____ The input

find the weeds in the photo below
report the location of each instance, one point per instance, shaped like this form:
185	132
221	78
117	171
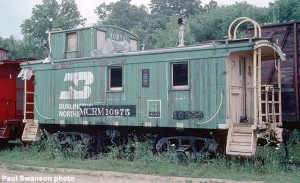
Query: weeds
137	157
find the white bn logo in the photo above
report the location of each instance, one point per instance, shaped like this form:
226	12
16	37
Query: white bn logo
88	79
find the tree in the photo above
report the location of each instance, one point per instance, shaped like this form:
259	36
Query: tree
47	16
285	10
122	14
214	24
181	8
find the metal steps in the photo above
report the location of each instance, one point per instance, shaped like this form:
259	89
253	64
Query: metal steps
241	140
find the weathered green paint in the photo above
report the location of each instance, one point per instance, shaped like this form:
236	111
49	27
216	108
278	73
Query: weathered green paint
86	40
207	82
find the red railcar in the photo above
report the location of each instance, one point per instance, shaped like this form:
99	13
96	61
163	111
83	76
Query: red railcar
11	98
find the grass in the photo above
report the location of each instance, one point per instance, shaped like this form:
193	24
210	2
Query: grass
266	167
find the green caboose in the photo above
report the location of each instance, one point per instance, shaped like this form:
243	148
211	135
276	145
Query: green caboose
97	79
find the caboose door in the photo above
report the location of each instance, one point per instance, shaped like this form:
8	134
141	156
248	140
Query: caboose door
237	89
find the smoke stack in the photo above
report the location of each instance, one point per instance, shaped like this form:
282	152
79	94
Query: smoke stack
181	32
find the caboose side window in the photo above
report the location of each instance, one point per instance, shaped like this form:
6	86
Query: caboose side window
72	41
115	78
180	75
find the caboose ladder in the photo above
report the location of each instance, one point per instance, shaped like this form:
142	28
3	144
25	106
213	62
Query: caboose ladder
31	130
241	140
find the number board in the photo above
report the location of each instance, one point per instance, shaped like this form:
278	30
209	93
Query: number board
108	110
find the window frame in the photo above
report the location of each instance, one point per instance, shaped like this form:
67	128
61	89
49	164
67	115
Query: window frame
74	45
180	87
115	89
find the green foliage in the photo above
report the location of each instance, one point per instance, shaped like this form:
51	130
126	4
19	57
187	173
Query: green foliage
214	24
285	10
47	16
266	166
181	8
122	14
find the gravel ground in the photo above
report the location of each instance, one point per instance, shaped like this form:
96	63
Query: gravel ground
42	174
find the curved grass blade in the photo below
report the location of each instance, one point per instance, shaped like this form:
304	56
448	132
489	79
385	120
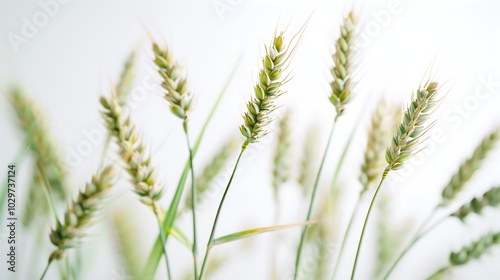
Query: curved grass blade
156	252
252	232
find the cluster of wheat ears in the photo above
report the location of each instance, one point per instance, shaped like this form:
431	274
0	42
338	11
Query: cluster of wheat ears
394	137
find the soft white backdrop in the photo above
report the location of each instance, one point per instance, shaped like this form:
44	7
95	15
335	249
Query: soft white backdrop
79	52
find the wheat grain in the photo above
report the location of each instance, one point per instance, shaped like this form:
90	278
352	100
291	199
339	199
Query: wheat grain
267	89
490	198
212	169
80	214
475	250
32	122
414	125
469	167
378	137
127	76
173	82
132	152
342	84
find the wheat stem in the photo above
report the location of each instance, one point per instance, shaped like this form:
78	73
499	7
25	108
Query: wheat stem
46	269
344	239
360	242
415	240
313	196
193	200
162	239
210	243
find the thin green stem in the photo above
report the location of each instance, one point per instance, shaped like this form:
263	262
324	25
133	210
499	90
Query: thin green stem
193	200
68	269
333	185
311	203
413	241
162	238
438	272
366	222
46	269
155	254
47	191
344	239
17	161
210	243
276	218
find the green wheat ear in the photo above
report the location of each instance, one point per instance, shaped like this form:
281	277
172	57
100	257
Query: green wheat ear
342	84
80	215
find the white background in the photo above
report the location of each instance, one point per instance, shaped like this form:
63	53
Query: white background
78	54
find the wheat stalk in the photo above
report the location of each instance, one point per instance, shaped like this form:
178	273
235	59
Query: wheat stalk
342	84
469	167
127	76
32	122
475	250
173	82
137	163
80	215
132	152
490	198
378	136
213	168
309	155
267	89
180	99
341	87
259	108
405	143
469	253
281	166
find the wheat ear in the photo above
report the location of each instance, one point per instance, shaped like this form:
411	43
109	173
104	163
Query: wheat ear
259	109
345	50
382	124
180	99
405	144
470	253
32	122
341	87
469	167
490	198
80	215
213	168
133	154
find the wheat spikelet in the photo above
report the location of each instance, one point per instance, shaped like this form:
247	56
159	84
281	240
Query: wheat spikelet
124	86
469	167
281	167
267	89
343	84
80	214
490	198
414	125
173	81
31	120
378	137
475	250
132	152
212	169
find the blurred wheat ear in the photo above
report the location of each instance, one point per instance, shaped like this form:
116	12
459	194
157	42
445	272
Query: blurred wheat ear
79	215
469	167
469	253
47	159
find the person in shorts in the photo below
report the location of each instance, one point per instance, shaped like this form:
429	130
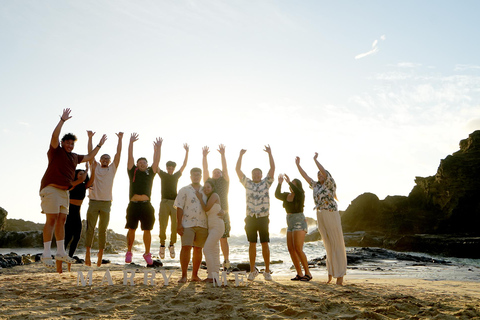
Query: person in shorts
57	180
191	225
139	208
258	207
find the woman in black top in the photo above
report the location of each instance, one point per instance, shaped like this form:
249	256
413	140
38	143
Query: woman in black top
293	203
73	225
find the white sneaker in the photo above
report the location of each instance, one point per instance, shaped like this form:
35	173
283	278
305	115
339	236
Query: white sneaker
267	276
252	275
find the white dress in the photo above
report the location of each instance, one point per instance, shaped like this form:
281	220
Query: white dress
211	249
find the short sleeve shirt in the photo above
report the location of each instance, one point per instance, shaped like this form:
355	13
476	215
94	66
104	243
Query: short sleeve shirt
258	199
169	184
221	188
324	194
193	214
141	181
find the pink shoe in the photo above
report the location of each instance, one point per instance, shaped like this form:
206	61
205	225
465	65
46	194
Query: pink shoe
128	257
148	258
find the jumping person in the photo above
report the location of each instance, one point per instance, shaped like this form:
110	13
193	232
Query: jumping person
139	208
328	220
101	197
221	182
258	206
56	182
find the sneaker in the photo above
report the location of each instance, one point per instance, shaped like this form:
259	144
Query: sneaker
48	262
148	258
252	275
128	257
65	258
226	265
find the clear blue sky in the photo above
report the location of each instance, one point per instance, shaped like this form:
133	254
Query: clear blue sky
382	90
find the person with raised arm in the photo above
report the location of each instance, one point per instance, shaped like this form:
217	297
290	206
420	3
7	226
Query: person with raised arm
103	174
139	208
57	180
221	182
169	182
258	207
293	202
328	220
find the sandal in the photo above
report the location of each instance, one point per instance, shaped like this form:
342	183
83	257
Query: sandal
306	278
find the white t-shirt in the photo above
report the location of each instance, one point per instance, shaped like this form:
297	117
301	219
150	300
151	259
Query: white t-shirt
103	183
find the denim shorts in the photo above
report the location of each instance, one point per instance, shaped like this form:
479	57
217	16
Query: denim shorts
296	222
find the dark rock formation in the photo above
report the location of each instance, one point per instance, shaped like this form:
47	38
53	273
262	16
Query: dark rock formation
446	204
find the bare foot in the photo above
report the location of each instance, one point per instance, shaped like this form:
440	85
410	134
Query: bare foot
182	280
329	278
58	264
340	281
99	258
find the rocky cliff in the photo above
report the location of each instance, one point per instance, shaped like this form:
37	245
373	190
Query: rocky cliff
445	204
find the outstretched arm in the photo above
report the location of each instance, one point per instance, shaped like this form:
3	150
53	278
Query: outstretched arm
206	174
239	164
319	166
184	165
54	142
116	159
271	172
157	152
131	161
221	149
302	172
91	155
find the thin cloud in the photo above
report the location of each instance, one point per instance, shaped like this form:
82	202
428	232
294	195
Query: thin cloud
374	49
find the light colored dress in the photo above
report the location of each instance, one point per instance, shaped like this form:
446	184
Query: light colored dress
211	249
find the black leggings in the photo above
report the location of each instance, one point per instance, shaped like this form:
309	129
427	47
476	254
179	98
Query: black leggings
73	228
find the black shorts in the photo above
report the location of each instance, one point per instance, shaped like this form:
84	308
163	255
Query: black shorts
140	211
254	225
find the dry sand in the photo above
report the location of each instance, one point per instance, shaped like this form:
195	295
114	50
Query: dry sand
32	292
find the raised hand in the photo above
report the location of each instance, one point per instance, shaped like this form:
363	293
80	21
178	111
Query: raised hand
221	149
66	114
205	151
134	137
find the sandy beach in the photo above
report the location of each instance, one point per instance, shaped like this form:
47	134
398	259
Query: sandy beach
33	292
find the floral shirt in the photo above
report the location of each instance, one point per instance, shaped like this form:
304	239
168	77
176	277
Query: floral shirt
324	194
193	214
258	199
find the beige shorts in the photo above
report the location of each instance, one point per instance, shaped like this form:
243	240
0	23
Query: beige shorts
194	237
54	200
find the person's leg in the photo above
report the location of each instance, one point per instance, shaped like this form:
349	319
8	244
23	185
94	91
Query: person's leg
298	240
92	217
196	261
102	234
185	253
293	254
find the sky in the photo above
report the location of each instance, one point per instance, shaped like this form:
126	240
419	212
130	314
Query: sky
382	90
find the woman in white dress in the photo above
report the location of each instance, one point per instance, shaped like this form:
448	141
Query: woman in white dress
216	228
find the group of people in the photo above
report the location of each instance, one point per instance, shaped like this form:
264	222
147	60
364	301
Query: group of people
199	214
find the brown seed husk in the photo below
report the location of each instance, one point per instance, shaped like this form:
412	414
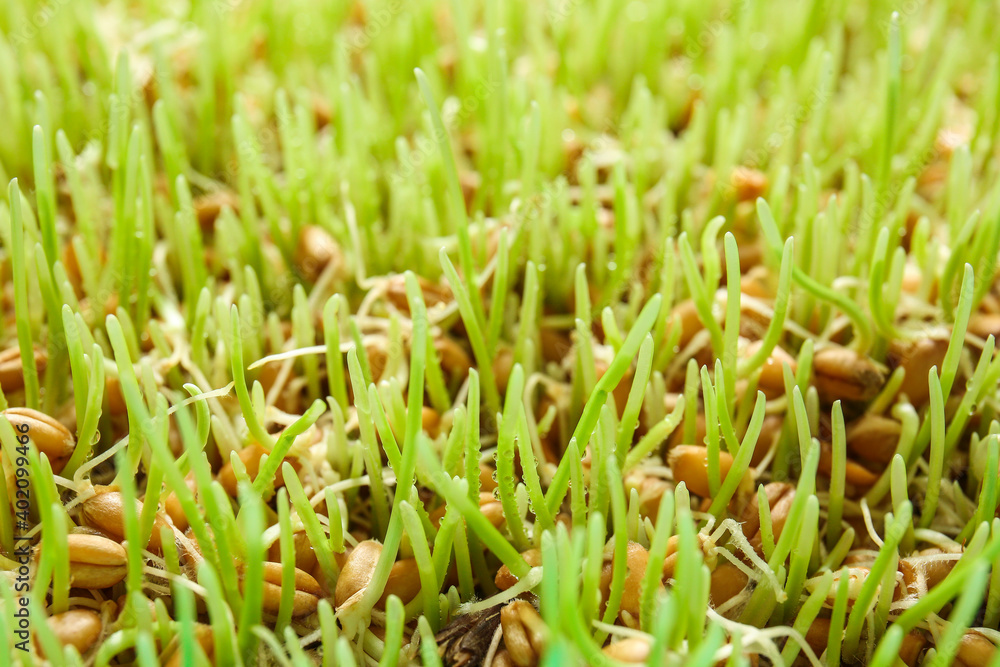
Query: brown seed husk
77	627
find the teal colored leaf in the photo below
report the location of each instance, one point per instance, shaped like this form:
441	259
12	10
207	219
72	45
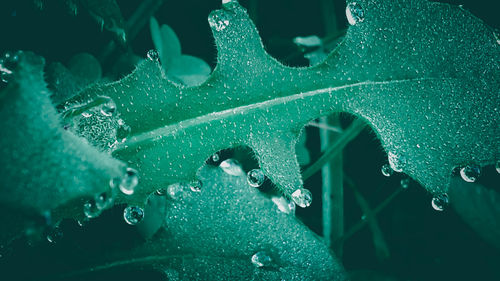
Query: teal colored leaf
45	168
166	42
432	97
210	234
188	69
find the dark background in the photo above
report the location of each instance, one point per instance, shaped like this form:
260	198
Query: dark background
424	244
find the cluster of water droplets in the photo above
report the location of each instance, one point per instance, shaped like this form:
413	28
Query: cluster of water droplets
97	121
354	13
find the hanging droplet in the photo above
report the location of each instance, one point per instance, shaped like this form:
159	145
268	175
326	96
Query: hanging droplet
108	108
123	130
261	259
354	13
195	186
284	205
386	170
218	21
215	158
229	4
103	200
86	114
439	202
129	181
91	210
396	162
405	183
133	215
302	197
255	177
153	55
470	173
175	191
231	167
54	235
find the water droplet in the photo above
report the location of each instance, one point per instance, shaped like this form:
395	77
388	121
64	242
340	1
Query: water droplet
123	131
91	210
255	177
54	235
405	183
396	162
231	167
108	108
284	205
354	13
386	170
175	191
86	114
261	259
195	186
129	181
215	158
103	200
133	215
439	202
470	173
153	55
302	197
218	21
229	4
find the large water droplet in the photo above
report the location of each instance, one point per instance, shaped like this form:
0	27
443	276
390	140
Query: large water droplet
354	13
229	4
91	210
153	55
195	185
108	108
261	259
284	206
470	173
54	235
255	177
396	162
133	215
103	200
405	183
386	170
302	197
123	131
86	114
231	167
439	202
129	181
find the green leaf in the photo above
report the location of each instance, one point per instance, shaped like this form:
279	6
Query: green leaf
211	234
188	69
431	98
166	42
45	168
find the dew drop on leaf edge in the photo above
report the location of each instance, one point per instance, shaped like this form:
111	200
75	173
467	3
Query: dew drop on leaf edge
133	215
470	173
439	202
255	177
386	170
354	13
302	197
261	259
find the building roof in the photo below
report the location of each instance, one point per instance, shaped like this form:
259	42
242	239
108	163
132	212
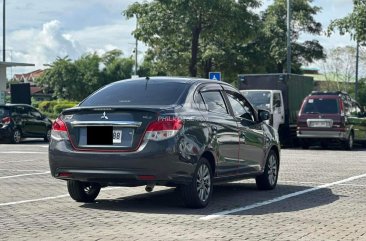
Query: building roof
28	77
13	64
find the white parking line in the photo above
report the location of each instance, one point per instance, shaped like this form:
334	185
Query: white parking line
48	198
278	199
17	161
321	183
17	170
33	200
23	152
23	175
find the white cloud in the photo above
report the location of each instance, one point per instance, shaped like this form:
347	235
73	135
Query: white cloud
42	46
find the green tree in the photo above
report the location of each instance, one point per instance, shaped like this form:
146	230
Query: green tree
191	37
268	53
63	78
117	69
354	23
76	80
88	72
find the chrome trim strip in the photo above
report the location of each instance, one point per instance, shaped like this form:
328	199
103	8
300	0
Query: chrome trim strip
106	123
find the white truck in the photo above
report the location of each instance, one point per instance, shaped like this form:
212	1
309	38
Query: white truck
282	95
270	100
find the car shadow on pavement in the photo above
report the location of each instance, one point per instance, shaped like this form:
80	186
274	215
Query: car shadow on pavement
225	197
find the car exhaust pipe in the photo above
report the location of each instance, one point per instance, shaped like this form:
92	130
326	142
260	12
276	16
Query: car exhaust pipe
149	187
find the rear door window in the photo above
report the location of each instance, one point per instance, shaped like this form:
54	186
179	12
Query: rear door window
321	106
3	112
214	101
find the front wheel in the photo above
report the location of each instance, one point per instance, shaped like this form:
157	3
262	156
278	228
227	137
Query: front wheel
16	137
348	144
83	191
47	138
198	193
268	180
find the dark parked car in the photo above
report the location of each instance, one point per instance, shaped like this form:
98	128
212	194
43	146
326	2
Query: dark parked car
20	121
327	117
178	132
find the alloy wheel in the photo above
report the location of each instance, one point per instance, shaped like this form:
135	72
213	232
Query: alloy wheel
203	182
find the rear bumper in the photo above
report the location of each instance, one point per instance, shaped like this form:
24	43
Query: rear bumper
322	134
5	133
159	163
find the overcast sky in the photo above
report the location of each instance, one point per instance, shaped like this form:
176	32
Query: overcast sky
39	31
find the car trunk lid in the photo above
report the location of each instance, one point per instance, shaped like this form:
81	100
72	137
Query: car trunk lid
109	128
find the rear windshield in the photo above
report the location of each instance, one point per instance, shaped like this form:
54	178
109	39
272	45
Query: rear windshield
138	92
3	112
260	99
321	106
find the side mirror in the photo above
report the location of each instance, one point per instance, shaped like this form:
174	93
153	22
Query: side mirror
277	103
263	115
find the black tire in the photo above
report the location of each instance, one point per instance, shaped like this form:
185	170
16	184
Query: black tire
348	144
268	180
47	138
16	136
324	144
198	193
83	191
304	145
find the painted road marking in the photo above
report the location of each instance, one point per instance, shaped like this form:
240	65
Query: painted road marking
23	175
18	161
23	152
17	170
278	199
321	183
48	198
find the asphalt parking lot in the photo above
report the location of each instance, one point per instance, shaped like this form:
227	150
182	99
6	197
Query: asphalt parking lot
321	195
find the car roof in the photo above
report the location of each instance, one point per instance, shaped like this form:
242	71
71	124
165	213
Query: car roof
173	79
12	105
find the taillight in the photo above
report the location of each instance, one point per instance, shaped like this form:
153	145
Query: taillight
341	107
6	120
59	125
59	130
163	129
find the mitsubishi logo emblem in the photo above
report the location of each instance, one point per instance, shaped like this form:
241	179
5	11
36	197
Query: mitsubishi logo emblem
104	116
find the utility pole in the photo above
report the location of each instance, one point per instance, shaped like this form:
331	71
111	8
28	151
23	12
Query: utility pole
3	30
136	47
289	36
357	60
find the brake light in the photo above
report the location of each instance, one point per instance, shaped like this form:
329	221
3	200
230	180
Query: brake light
59	125
163	129
59	130
6	120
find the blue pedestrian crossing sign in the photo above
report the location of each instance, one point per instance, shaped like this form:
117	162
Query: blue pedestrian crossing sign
214	76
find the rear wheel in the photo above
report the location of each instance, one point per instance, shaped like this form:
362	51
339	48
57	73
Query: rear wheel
198	193
348	144
16	136
83	191
304	144
268	180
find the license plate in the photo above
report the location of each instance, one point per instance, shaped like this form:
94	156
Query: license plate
117	136
320	124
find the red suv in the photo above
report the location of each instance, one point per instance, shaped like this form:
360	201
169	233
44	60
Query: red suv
327	117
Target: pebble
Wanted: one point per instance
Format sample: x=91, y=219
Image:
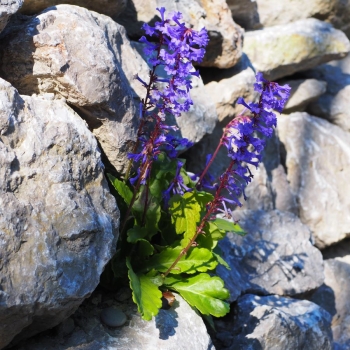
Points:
x=113, y=317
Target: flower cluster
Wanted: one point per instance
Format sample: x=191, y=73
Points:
x=244, y=137
x=176, y=48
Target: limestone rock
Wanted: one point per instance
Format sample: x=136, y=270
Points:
x=282, y=50
x=318, y=157
x=273, y=13
x=85, y=58
x=58, y=221
x=245, y=13
x=230, y=84
x=171, y=329
x=304, y=91
x=226, y=37
x=8, y=8
x=110, y=8
x=334, y=105
x=274, y=323
x=337, y=250
x=333, y=296
x=275, y=257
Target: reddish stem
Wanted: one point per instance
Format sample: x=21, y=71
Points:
x=212, y=207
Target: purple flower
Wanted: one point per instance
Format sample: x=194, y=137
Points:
x=178, y=46
x=244, y=137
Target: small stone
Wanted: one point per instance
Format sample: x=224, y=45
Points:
x=113, y=317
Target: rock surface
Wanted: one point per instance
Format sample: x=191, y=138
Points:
x=269, y=188
x=333, y=296
x=85, y=58
x=285, y=11
x=226, y=37
x=58, y=221
x=282, y=50
x=245, y=13
x=230, y=84
x=171, y=329
x=274, y=323
x=8, y=8
x=318, y=158
x=275, y=257
x=334, y=105
x=303, y=92
x=110, y=8
x=272, y=13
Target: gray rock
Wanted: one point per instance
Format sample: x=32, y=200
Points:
x=110, y=8
x=285, y=11
x=226, y=37
x=85, y=58
x=113, y=317
x=272, y=13
x=304, y=91
x=245, y=13
x=8, y=8
x=228, y=86
x=275, y=257
x=58, y=221
x=282, y=50
x=333, y=296
x=318, y=157
x=276, y=323
x=337, y=250
x=334, y=105
x=177, y=328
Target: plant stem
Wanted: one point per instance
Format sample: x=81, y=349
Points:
x=210, y=161
x=212, y=207
x=145, y=105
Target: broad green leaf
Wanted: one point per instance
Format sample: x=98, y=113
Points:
x=229, y=226
x=202, y=291
x=122, y=189
x=145, y=293
x=185, y=215
x=196, y=259
x=153, y=212
x=211, y=236
x=145, y=248
x=221, y=261
x=136, y=233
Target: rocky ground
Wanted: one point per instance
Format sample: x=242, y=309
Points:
x=69, y=108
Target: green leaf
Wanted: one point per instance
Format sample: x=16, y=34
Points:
x=153, y=212
x=196, y=259
x=122, y=189
x=185, y=215
x=145, y=249
x=229, y=226
x=145, y=293
x=203, y=198
x=136, y=233
x=205, y=293
x=211, y=236
x=221, y=261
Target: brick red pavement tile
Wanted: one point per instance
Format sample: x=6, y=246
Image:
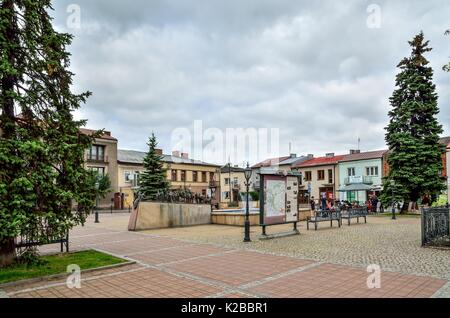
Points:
x=144, y=244
x=238, y=267
x=328, y=280
x=147, y=283
x=121, y=269
x=177, y=254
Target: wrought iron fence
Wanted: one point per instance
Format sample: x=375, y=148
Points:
x=436, y=227
x=39, y=232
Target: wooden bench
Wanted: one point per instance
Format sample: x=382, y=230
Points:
x=355, y=213
x=324, y=216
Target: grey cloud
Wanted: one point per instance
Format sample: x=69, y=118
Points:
x=313, y=69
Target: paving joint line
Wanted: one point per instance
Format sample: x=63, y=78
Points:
x=443, y=292
x=27, y=290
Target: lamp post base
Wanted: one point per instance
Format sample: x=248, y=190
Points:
x=247, y=231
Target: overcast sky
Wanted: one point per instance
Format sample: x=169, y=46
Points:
x=319, y=71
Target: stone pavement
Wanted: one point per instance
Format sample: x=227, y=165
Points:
x=174, y=267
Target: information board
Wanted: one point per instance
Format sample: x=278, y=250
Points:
x=280, y=199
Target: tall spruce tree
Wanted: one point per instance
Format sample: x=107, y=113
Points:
x=447, y=66
x=154, y=179
x=41, y=147
x=415, y=157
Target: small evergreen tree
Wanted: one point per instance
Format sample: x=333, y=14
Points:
x=415, y=157
x=41, y=146
x=154, y=178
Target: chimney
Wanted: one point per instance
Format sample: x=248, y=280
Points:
x=176, y=153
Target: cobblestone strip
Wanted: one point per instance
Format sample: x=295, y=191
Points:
x=444, y=292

________

> What you will do: Emit the lines of the material exactly, from its first line to the line containing "find the metal steps in the photo above", inclusive; leave every picture out.

> Task response:
find the weeds in the photo below
report the location of each instance, one point per instance, shaped like this form:
185	132
221	78
117	171
Query: weeds
137	157
find the white bn logo in the photo above
report the location of each instance, one point per instance, shaped like this form:
226	12
16	37
Query: white bn logo
88	79
find the tree in the photo above
report the location of each instance, one point per instance, shaped like this form:
259	36
Query: tree
47	16
285	10
122	14
214	24
181	8
find the metal steps in the photo above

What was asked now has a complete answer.